• 作業内容
以下の抽出テキストに基づき、次の問いに答えてください。
1. 冒頭で、日本はワールドカップでどのような結果が決まったと述べられていますか。
2. 「回転寿司チェーンの前」で始まる一文で、少年は何を鉄棒に見立てましたか。
3. 「右手を戸袋に挟まれたので」で始まる一文で、左手で何を検索しましたか。

毎日熱戦が繰り広げられるワールドカップ、日本は残念ながら予選リーグ敗退が決まった。ところでサッカーを観ていていつもマヌケだなと思うのが、フリーキックのとき選手がつくる壁である。選手たちはみな必死な形相で、でも股間はボールから守るため抑えている。日常生活であんな股間を抑えた男たちに一斉に睨まれることがあるのだろうか。すべては真剣勝負とサッカーのルールから生まれた必然的行為である。
書き出し小説は書き出しだけというルールのもと、みな真剣に取り組んでいる。これも端から見ればずいぶん奇異な行為に映るかもしれない。

書き出し自由部門

近所に立つと見慣れた景色が広がる。
TOKUNAGA
なんの発見もない一文が妙に心をとらえる。
ミーミーと子猫の鳴き声がしたので下宿の窓を開けると、砂利運搬車がただただ慎重にバックしているだけだった。
g-udon
テールランプに照らされる下宿のカーテンまで浮かんでくる。
委員長は壇上から紗知子に告白した。拡声器の声は割れていた。
ウチボリ
しかも主語が「我々」だった。
朝から暑いからNHK付けたけど、高校野球まだやって無かった。
ハラセン
なんの予定もない夏の感じがよく出てます。
七対子の一向聴からの遠さに嫌気が差しセブンスターに火を付けた。
まりっか
麻雀用語のセレクトにこだわりを感じる。
「詩集は燃やすためにある」という名前で投稿されるホテルのクチコミは飲み物の冷たさしか語らない。
松っこ
ラブホは冷蔵庫を開けるまでがMAX。
鈴居は千の言い訳を駆使して美しく酒に飲まれ続けた。
suzukishika
カラオケは「千の風に乗って」。
ロボットはもう動かなかったが、灯台の明かりが届くたび、彼の影が薄暗い部屋を走った。
Mch
昼は日照権侵害。
回転寿司チェーンの前、空腹の少年はつづら折りのスロープから生えた手すりを鉄棒に見立て、そこで初めて逆上がりを成功させた。
人が生きてる
日曜の行列待ちかな。設定のデティールが秀逸。
強引に腹で折り畳み傘を縮める様子は切腹のようにも見えた。
HSKN
コウモリ傘で介錯したい。
右手を戸袋に挟まれたので、左手で「電車 戸袋 対処法」を検索した。
g-udon
マヌケからの、COOL!

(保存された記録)
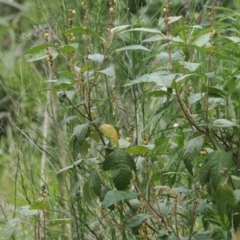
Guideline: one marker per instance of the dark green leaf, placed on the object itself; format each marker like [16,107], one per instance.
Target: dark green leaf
[95,182]
[115,196]
[80,132]
[223,123]
[39,206]
[38,48]
[88,195]
[121,177]
[67,49]
[10,227]
[191,150]
[56,222]
[117,157]
[140,149]
[132,47]
[224,196]
[217,162]
[82,30]
[138,219]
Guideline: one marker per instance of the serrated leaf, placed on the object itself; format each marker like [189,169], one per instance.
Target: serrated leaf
[191,150]
[80,132]
[132,47]
[110,72]
[224,196]
[56,222]
[195,97]
[223,123]
[96,57]
[138,219]
[218,161]
[39,206]
[10,227]
[115,196]
[110,132]
[140,149]
[95,182]
[82,30]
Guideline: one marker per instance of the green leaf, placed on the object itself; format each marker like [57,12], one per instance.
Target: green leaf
[121,177]
[39,206]
[202,40]
[237,195]
[116,158]
[176,56]
[68,119]
[110,72]
[43,55]
[223,196]
[140,149]
[121,165]
[154,38]
[138,219]
[10,227]
[218,161]
[161,78]
[27,211]
[88,195]
[56,222]
[195,97]
[191,150]
[67,49]
[75,186]
[191,66]
[151,30]
[115,196]
[82,30]
[96,57]
[223,123]
[38,48]
[234,39]
[119,28]
[132,47]
[95,182]
[80,132]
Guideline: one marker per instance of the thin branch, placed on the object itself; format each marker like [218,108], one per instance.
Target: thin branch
[14,4]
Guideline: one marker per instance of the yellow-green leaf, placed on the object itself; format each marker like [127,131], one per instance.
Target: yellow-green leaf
[110,132]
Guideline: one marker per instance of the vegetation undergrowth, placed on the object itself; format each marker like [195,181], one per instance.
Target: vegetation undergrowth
[124,122]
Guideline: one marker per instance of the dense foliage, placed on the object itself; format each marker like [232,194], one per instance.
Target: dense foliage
[120,120]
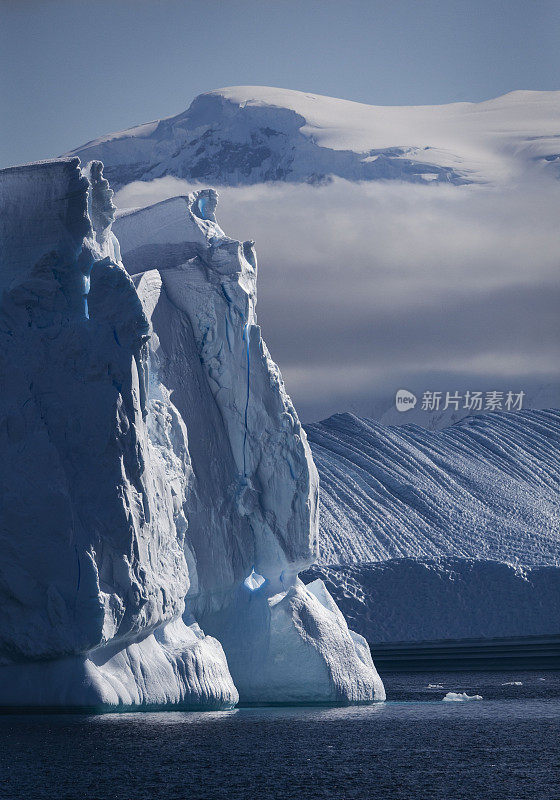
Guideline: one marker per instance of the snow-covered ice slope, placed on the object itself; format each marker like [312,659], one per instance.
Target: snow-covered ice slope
[451,534]
[154,473]
[414,600]
[249,134]
[485,488]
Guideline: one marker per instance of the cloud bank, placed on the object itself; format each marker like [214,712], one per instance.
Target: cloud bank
[368,288]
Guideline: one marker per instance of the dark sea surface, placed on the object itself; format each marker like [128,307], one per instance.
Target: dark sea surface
[413,747]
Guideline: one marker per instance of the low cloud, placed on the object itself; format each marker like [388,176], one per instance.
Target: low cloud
[366,288]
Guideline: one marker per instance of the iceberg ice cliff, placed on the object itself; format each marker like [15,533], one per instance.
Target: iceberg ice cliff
[155,480]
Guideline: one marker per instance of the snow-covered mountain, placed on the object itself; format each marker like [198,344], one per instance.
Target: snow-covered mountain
[486,487]
[157,493]
[451,534]
[250,134]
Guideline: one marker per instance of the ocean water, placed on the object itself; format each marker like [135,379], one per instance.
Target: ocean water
[413,747]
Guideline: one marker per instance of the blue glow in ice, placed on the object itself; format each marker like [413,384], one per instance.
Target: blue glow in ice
[246,338]
[202,201]
[254,581]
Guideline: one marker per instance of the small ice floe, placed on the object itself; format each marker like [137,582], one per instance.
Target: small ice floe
[460,697]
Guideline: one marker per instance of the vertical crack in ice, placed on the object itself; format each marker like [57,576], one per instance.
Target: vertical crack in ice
[79,569]
[246,338]
[202,201]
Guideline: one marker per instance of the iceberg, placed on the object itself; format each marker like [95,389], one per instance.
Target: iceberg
[460,697]
[158,495]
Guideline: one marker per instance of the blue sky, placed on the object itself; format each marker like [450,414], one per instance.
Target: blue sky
[71,70]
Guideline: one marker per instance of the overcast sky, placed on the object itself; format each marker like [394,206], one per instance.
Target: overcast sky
[73,70]
[370,288]
[363,289]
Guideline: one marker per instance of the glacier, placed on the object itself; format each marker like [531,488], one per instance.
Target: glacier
[159,497]
[448,534]
[244,135]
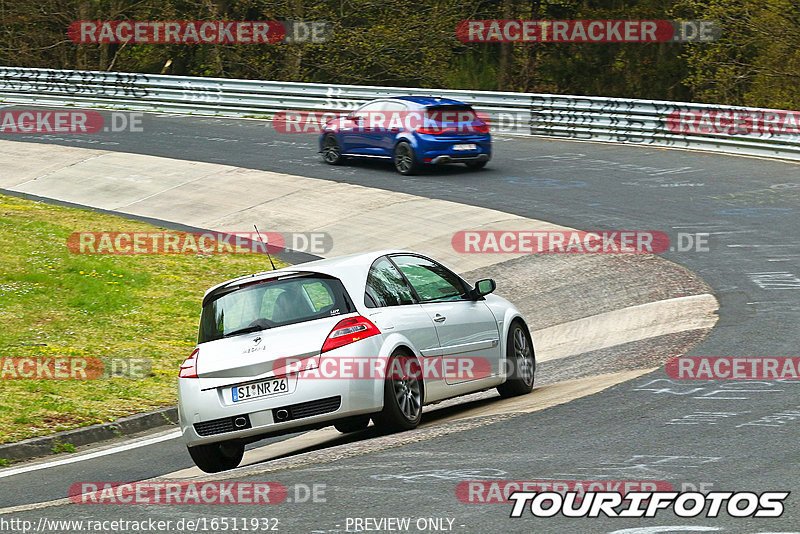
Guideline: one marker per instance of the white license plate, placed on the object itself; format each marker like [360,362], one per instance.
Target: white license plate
[469,146]
[264,388]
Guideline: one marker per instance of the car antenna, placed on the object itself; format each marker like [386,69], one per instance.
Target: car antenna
[266,246]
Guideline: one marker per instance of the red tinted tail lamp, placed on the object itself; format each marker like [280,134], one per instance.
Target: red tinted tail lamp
[189,365]
[349,331]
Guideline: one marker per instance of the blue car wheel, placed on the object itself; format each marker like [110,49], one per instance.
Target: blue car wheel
[405,161]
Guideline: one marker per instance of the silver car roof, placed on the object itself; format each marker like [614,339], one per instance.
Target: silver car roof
[351,269]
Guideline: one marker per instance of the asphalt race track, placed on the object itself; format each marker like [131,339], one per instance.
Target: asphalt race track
[691,434]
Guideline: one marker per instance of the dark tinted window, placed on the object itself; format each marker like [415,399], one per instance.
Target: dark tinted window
[386,286]
[272,303]
[430,280]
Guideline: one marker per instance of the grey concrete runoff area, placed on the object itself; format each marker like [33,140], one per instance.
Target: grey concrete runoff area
[603,325]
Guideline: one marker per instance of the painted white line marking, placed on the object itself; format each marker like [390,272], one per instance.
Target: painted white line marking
[91,455]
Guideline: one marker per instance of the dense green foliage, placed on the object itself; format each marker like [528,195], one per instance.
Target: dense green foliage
[413,43]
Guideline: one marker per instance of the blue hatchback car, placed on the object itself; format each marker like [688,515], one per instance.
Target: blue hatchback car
[412,131]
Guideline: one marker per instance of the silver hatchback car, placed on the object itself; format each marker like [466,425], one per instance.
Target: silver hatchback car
[343,341]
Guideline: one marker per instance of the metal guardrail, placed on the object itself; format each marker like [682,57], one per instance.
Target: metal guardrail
[647,122]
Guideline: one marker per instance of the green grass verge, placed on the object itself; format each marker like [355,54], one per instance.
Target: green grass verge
[54,303]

• 結果
1. 予選リーグ敗退が決まりました。
2. つづら折りのスロープから生えた手すりです。
3. 「電車 戸袋 対処法」です。